>> Start Dataset records

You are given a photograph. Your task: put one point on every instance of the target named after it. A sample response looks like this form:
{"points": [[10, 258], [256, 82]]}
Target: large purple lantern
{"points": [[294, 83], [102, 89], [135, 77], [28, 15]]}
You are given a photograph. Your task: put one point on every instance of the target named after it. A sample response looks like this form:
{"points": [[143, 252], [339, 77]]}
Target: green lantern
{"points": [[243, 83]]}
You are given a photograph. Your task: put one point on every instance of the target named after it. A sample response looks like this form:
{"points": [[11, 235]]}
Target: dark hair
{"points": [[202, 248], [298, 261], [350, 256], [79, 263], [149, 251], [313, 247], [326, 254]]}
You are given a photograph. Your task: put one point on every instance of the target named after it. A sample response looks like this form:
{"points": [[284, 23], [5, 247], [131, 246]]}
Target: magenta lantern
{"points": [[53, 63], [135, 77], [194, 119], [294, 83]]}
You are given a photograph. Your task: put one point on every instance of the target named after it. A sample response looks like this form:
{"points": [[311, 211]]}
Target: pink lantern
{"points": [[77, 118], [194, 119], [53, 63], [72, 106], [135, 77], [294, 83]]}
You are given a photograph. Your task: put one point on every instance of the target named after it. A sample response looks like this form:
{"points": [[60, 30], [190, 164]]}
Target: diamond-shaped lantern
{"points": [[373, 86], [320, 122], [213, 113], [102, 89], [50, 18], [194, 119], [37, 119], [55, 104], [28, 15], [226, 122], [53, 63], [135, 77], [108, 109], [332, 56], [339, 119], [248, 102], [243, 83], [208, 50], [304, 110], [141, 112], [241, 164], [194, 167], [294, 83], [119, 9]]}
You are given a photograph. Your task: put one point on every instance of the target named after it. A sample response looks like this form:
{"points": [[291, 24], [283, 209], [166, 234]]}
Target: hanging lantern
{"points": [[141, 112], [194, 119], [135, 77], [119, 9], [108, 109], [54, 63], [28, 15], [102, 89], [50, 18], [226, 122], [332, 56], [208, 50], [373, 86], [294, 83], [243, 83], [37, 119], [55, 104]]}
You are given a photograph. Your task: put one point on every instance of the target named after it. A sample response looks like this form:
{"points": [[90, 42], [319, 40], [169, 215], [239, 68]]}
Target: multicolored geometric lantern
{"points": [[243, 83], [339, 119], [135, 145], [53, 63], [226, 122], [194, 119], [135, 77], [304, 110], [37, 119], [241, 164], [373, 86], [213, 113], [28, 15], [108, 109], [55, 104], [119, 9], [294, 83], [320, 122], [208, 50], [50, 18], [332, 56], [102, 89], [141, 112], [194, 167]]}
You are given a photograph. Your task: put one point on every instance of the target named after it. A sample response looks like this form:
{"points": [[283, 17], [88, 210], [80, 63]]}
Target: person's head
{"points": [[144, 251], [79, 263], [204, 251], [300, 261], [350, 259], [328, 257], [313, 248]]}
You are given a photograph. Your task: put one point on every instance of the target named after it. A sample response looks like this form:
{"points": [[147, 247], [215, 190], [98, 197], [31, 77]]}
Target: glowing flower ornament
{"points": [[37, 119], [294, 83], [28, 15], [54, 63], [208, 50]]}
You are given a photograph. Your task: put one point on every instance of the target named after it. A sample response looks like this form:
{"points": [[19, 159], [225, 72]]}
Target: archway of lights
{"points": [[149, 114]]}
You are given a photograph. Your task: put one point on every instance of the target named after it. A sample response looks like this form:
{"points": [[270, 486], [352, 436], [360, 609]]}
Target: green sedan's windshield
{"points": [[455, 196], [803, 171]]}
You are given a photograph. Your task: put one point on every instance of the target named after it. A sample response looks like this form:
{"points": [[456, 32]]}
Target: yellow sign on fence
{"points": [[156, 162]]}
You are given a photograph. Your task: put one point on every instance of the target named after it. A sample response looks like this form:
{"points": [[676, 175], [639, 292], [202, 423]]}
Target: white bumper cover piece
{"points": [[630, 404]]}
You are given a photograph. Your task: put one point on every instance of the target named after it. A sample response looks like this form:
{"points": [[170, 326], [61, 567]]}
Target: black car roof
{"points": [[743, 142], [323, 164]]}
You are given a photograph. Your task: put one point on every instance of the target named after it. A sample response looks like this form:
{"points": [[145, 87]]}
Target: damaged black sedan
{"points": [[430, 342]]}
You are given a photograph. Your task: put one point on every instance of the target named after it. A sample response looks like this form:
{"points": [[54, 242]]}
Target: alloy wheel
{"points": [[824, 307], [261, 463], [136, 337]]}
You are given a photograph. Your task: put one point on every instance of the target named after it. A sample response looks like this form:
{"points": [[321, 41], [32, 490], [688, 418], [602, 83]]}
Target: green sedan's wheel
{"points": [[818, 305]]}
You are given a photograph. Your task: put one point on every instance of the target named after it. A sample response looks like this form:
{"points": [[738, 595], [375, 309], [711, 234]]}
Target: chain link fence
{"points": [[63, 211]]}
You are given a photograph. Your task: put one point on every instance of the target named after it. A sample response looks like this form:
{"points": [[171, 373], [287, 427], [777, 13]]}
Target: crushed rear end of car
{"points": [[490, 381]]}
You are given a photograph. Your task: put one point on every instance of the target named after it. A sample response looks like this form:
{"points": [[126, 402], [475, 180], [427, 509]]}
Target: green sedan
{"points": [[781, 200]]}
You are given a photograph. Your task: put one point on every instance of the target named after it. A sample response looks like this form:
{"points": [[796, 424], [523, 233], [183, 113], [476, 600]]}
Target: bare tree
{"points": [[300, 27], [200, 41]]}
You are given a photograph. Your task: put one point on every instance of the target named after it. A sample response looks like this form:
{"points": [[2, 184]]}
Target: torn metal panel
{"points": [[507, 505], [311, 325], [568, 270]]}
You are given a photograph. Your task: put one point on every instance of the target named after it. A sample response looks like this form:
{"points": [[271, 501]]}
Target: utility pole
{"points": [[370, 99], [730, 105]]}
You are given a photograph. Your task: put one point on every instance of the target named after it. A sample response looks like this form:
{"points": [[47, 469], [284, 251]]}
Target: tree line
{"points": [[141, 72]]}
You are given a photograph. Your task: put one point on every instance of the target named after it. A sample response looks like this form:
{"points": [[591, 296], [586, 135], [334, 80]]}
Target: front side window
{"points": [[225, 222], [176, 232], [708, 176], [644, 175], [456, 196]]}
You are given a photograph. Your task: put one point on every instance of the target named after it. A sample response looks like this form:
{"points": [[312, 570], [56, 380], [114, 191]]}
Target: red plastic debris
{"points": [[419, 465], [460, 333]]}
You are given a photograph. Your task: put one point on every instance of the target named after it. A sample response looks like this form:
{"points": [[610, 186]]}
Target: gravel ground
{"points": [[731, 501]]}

>> End Dataset records

What to work on ▸
Repeat the entries shown above, every one, word for word.

Output of the exercise ▸
You are given a photograph. Your task: put one point on every instance of the target named after it. A sample response looks like this form:
{"points": [[10, 258], [256, 82]]}
Target: large purple lantern
{"points": [[294, 83], [102, 89], [135, 77], [28, 15]]}
You are given a photograph. Your task: put one point on every instance of the target named after it. A sample response looks like this form:
{"points": [[143, 252], [339, 77]]}
Target: green lantern
{"points": [[243, 83]]}
You are given a photograph. Your task: put one point on every instance of the target named after it. A sample response looks like this form:
{"points": [[11, 235]]}
Target: dark hair
{"points": [[202, 248], [298, 261], [350, 256], [79, 263], [149, 251], [313, 247], [326, 254]]}
You are given a photograph. Your task: put one point on every instance of the target named after it. A sample response looks like this form:
{"points": [[284, 23], [5, 247], [131, 246]]}
Target: magenta lantern
{"points": [[53, 63], [135, 77], [194, 119], [294, 83]]}
You are given a photograph. Your task: put one point on every instance of the target named after it. A sample response looks like this form:
{"points": [[311, 211]]}
Target: pink lantern
{"points": [[77, 118], [194, 119], [53, 63], [72, 106], [135, 77], [294, 83]]}
You are given a photograph. Your task: put one point on every instance of the target named after it. A sample response looks like this form:
{"points": [[60, 30], [190, 164]]}
Target: diamond-shaped lantern
{"points": [[373, 86], [320, 122], [213, 113], [102, 89], [50, 18], [194, 119], [37, 119], [55, 104], [28, 15], [226, 122], [53, 63], [135, 77], [108, 109], [332, 56], [339, 119], [248, 102], [243, 83], [208, 50], [304, 110], [141, 112], [241, 164], [194, 167], [294, 83], [119, 9]]}
You are given a photograph. Your task: put one point on every instance of the target named after it. A sample response looks like this form:
{"points": [[291, 24], [283, 209], [166, 234]]}
Target: hanging lantern
{"points": [[141, 112], [194, 119], [135, 77], [119, 9], [108, 109], [54, 63], [28, 15], [102, 89], [50, 18], [226, 122], [332, 56], [208, 50], [373, 86], [294, 83], [243, 83], [37, 119], [55, 104]]}
You are given a photograph. Your task: put one point on every instance of the target named after it. A sample response looks like this form:
{"points": [[90, 42], [319, 40], [169, 215], [239, 68]]}
Target: multicolored geometric lantern
{"points": [[243, 83], [339, 119], [135, 145], [53, 63], [226, 122], [194, 119], [135, 77], [304, 110], [37, 119], [241, 164], [373, 86], [213, 113], [28, 15], [108, 109], [55, 104], [119, 9], [294, 83], [320, 122], [208, 50], [50, 18], [332, 56], [102, 89], [141, 112], [194, 167]]}
You are given a photograph. Your task: put one point on every instance of the target named after it. A sample response looks like this form:
{"points": [[283, 17], [88, 210], [80, 63]]}
Target: person's head
{"points": [[144, 251], [79, 263], [204, 251], [300, 261], [350, 259], [328, 257], [313, 248]]}
You are given a photograph. Your task: put one point on every instance of the target named after it. A sample response looks like this form:
{"points": [[147, 247], [215, 190], [98, 197], [31, 77]]}
Target: glowing flower ornament
{"points": [[37, 119], [294, 83], [28, 15], [54, 63], [208, 50]]}
You are given a photograph. Your task: put one point on every instance of the target named after it. A sample response looks like this form:
{"points": [[19, 159], [225, 72]]}
Target: archway of lights
{"points": [[149, 114]]}
You are given a photograph. Your task: put one point on every instance of the target named after it. A sample response looks like this form:
{"points": [[270, 486], [352, 436], [360, 609]]}
Target: green sedan's windshield
{"points": [[455, 196], [803, 171]]}
You are given a photograph. Your task: put one point on every instance of the target named after it. A sample response looks like this form:
{"points": [[456, 32]]}
Target: yellow sign on fence
{"points": [[156, 162]]}
You are given a photograph. Your task: put one point on every instance of the target named after it. A sample response looks like this form:
{"points": [[676, 175], [639, 292], [202, 423]]}
Target: white bumper cover piece
{"points": [[630, 404]]}
You are given a photograph. Your task: put one point on every instance of the target named after it. A sample response looks like this form:
{"points": [[170, 326], [61, 567]]}
Target: black car roof
{"points": [[743, 142], [323, 164]]}
You are given a photograph. Your task: put one point on every instance of the target named after it. A sample response looks like this form:
{"points": [[145, 87]]}
Target: damaged black sedan
{"points": [[430, 342]]}
You are given a photograph. Your task: put one point on every instance of the target named after it. A sample response looks like this form:
{"points": [[54, 242]]}
Target: alloy wheel
{"points": [[824, 307], [261, 463], [136, 337]]}
You are given a photograph. Your task: put one point on every instance of the target named after it. A sample response looks like this form:
{"points": [[321, 41], [32, 490], [688, 418], [602, 83]]}
Target: green sedan's wheel
{"points": [[818, 305]]}
You are given a photograph. Your task: put one point on every instance of the target named after it. A sample response looks like this form:
{"points": [[738, 595], [375, 309], [711, 234]]}
Target: chain link fence
{"points": [[63, 211]]}
You are given a photograph. Your task: put one point on every instance of the target named after it. A sample response looks like this form:
{"points": [[171, 373], [287, 427], [777, 13]]}
Target: crushed rear end of car
{"points": [[490, 381]]}
You are given a photograph. Your task: put one point on every instance of the target named after it. A sample response looks like this form:
{"points": [[126, 402], [475, 180], [427, 509]]}
Target: green sedan
{"points": [[781, 200]]}
You are given a photograph. Your task: put one point on every instance of the target named after it. A sample response looks like this form:
{"points": [[796, 424], [523, 233], [183, 113], [476, 600]]}
Target: bare tree
{"points": [[300, 27], [200, 41]]}
You are given a photograph. Your task: put one point on every instance of the target named after it. A sample response looks like this form:
{"points": [[2, 184]]}
Target: torn metal panel
{"points": [[507, 505], [311, 325], [568, 270]]}
You are given a photograph. Your task: put one point on every instance of the target named after it. A sample response looks like this form:
{"points": [[271, 501]]}
Target: utility pole
{"points": [[370, 99], [730, 105]]}
You are given a photograph. Your task: put one point on every instance of the target named after it. A sample response looks like this form:
{"points": [[47, 469], [284, 251]]}
Target: tree line
{"points": [[141, 72]]}
You are given a photograph. Your task: put one point on every instance of the target named after it. A sample response looks like this form:
{"points": [[591, 296], [586, 135], [334, 80]]}
Target: front side window
{"points": [[225, 222], [176, 232], [708, 176], [644, 175], [456, 196]]}
You are given a photograph. Your task: put one point on every instance of the target named after it. A sample response looks like this form:
{"points": [[312, 570], [56, 380], [114, 191]]}
Target: red plastic debris
{"points": [[419, 465], [460, 333]]}
You are given a photograph. Your task: put one point on every instance of the target named after it. A sample response looks like this form:
{"points": [[610, 186]]}
Target: gravel ground
{"points": [[731, 501]]}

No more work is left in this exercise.